(Beginning of Records)

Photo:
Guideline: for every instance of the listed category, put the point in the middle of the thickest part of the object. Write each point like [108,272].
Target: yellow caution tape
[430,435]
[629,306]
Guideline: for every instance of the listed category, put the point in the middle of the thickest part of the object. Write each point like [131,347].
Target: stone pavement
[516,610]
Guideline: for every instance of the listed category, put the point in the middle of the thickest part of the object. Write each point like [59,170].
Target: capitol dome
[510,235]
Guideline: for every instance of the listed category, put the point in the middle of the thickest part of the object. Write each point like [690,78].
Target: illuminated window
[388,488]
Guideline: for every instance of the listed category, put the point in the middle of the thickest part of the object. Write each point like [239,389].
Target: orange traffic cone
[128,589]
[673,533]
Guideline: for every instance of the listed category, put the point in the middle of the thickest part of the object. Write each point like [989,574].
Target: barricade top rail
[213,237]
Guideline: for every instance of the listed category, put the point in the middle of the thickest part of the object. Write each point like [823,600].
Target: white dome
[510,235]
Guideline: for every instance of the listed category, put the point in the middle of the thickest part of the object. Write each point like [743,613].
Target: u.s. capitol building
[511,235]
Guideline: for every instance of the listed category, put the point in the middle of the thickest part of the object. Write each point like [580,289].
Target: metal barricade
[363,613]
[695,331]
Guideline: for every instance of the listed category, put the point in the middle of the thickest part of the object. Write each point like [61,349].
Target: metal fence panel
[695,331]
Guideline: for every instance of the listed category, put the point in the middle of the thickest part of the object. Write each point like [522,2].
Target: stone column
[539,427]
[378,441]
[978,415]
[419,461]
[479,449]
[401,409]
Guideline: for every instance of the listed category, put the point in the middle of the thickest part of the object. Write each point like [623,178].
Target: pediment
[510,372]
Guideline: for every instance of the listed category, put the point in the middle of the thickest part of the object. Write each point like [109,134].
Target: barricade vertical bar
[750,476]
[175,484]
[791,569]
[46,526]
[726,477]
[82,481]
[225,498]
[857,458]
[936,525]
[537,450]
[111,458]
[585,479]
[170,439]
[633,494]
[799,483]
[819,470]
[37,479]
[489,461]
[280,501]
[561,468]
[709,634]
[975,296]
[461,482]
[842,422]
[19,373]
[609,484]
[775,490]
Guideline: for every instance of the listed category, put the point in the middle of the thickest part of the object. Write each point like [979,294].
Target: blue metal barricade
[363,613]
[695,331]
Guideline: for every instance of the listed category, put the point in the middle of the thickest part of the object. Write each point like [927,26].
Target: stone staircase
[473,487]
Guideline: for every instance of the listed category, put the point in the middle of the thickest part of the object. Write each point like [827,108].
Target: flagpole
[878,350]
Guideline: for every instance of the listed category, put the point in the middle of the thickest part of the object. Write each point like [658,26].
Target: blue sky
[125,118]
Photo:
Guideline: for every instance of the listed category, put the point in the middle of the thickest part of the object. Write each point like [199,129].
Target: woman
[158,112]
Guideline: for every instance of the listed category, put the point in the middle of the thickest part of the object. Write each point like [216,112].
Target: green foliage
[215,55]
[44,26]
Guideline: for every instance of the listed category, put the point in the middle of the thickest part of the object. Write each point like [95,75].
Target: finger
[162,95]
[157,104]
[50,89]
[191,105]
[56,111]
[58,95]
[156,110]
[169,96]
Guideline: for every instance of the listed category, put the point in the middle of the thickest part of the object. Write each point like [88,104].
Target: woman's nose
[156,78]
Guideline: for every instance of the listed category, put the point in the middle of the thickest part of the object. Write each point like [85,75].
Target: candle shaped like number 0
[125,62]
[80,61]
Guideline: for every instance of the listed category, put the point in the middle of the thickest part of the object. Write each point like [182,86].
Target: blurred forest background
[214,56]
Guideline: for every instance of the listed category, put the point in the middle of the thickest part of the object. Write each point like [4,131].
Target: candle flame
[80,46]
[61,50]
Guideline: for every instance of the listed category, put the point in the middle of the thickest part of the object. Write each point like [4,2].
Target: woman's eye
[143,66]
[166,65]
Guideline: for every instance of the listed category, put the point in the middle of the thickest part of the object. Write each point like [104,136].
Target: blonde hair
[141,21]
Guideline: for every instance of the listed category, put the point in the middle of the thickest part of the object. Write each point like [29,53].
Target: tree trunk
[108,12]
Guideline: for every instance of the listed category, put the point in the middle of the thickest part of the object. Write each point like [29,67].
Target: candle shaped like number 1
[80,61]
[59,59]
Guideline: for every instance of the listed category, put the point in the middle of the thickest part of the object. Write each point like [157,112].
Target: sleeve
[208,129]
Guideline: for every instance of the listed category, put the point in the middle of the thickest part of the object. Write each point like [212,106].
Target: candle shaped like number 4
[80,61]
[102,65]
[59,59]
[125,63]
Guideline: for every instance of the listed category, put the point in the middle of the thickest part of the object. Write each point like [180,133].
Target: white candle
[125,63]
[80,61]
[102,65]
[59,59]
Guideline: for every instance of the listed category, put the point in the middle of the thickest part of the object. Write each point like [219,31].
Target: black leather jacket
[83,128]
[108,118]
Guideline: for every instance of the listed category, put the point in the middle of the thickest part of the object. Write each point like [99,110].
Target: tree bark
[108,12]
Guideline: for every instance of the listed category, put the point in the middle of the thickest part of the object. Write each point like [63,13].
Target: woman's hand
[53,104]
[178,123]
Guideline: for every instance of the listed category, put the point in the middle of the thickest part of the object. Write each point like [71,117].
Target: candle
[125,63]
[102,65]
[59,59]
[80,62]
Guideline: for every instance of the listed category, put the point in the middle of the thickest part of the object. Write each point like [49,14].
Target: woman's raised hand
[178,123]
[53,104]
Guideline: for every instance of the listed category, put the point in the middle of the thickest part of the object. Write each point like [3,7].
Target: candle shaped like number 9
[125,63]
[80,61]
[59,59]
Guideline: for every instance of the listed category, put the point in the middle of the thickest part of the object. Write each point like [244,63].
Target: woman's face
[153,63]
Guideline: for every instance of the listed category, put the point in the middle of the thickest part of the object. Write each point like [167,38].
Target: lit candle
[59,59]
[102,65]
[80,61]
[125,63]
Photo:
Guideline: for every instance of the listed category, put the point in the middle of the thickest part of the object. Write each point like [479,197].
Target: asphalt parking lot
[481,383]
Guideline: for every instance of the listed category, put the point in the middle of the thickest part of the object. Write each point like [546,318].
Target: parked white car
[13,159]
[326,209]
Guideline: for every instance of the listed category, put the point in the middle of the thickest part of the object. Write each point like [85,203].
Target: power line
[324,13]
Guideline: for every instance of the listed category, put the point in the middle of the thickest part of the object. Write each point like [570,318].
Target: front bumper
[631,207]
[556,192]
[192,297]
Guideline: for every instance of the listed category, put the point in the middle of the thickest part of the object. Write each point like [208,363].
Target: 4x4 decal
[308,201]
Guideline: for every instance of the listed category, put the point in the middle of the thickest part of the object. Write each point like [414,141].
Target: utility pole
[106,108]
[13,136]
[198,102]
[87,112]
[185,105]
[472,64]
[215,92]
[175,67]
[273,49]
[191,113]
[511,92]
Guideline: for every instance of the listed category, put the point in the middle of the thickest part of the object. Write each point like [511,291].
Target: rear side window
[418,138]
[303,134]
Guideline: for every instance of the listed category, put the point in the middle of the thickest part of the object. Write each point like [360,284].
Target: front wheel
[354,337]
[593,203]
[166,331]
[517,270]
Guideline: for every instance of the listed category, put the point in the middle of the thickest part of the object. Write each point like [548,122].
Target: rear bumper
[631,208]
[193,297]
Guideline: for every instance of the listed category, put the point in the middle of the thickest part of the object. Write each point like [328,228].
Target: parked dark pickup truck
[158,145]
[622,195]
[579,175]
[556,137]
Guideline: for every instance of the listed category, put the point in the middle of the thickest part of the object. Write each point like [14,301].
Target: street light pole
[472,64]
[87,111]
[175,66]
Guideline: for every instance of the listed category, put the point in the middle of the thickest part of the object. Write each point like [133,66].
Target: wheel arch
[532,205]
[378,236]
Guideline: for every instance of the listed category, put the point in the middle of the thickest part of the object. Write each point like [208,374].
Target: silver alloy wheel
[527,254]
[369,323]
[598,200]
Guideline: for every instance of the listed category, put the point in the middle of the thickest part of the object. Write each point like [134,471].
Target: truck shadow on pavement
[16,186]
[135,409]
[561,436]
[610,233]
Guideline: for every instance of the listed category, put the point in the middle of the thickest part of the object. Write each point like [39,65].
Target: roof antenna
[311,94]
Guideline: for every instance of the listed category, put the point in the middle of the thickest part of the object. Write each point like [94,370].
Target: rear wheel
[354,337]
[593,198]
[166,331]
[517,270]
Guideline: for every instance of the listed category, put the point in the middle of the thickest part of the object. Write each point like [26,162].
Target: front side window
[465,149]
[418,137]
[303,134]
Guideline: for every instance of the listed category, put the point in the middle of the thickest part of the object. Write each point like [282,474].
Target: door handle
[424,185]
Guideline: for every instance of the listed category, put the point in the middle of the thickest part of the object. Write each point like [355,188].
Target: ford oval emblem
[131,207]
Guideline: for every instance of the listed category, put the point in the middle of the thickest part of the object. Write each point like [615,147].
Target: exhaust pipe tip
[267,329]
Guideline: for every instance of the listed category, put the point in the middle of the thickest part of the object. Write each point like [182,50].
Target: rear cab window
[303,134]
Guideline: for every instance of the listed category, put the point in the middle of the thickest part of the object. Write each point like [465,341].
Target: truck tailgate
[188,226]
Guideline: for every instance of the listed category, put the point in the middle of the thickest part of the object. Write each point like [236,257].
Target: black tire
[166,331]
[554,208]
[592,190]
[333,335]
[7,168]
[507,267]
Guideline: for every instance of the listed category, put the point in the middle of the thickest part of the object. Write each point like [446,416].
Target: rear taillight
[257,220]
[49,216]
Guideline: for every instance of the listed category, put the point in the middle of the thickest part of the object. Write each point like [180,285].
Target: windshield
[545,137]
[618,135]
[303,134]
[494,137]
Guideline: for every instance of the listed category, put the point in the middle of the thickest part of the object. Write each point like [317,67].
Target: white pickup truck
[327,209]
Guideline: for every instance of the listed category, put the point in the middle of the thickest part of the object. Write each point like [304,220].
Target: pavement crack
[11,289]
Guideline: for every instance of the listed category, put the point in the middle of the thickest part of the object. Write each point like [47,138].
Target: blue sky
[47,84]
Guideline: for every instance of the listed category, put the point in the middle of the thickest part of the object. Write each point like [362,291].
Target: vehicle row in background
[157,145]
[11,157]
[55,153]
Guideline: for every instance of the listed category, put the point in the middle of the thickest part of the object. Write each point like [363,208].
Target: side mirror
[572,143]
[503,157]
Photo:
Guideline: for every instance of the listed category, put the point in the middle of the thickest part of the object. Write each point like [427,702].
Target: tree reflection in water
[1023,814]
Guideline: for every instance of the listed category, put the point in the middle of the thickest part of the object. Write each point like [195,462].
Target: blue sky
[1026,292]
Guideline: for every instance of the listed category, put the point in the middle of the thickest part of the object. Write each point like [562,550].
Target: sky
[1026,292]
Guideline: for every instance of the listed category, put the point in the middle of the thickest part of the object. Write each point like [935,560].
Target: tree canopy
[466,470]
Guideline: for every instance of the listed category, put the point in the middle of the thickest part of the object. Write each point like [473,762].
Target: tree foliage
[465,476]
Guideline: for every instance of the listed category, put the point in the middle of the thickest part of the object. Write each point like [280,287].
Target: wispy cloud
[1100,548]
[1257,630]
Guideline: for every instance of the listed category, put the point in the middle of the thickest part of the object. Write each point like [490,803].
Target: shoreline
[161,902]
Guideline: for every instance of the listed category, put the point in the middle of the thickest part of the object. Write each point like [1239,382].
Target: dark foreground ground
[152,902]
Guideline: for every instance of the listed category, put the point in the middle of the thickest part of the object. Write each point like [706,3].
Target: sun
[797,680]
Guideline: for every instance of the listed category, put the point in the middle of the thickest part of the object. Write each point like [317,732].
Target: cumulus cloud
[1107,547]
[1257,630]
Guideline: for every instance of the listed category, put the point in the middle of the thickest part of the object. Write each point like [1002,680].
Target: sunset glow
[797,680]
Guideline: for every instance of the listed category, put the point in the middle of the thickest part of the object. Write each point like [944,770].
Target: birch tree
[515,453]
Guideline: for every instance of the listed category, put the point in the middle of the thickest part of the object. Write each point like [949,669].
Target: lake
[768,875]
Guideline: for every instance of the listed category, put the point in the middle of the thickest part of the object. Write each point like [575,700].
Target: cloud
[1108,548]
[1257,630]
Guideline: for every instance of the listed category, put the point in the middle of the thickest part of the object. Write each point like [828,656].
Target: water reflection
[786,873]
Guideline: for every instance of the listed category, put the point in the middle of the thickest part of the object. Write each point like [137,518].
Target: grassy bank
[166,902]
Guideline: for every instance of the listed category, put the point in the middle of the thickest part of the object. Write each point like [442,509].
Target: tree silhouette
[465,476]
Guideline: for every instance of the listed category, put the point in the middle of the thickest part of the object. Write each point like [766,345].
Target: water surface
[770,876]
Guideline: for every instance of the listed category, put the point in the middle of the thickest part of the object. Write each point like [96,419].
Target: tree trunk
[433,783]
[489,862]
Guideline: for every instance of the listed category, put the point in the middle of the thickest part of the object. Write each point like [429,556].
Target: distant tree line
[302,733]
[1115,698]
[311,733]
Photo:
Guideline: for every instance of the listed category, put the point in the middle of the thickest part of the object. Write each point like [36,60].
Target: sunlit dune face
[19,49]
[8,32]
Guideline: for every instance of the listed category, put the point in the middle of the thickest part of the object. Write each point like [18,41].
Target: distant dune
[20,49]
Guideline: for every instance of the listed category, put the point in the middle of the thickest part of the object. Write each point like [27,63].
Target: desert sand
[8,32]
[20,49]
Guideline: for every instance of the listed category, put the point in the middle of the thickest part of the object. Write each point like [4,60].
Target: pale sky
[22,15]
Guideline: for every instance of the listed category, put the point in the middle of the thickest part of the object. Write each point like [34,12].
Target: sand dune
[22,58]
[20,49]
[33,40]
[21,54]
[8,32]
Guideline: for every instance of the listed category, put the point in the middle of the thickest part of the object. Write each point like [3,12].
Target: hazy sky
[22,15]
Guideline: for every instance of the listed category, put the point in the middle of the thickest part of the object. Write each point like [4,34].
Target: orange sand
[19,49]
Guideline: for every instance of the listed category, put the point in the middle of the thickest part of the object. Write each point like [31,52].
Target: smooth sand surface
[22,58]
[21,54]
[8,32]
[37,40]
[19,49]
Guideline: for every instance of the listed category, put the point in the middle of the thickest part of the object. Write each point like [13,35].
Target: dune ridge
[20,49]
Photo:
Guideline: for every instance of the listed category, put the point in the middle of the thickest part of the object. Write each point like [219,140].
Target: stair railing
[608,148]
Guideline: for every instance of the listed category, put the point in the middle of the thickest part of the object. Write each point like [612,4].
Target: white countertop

(End of Records)

■ Exercise goal: Write out the lines above from the one containing "point like [13,35]." through the last, exactly as they are.

■ Result of this task:
Guideline: for every instance of the listed category, put the point in the middle of the thickest part of the object. Write each point like [13,35].
Target: dune ridge
[20,49]
Photo:
Guideline: for every instance of the listed category, put the point in the middle of the thickest part of the object. Write each point like [219,140].
Target: stair railing
[608,148]
Guideline: for every instance of the listed category, put the point in the middle of the thickest part of the object. Write each point like [612,4].
Target: white countertop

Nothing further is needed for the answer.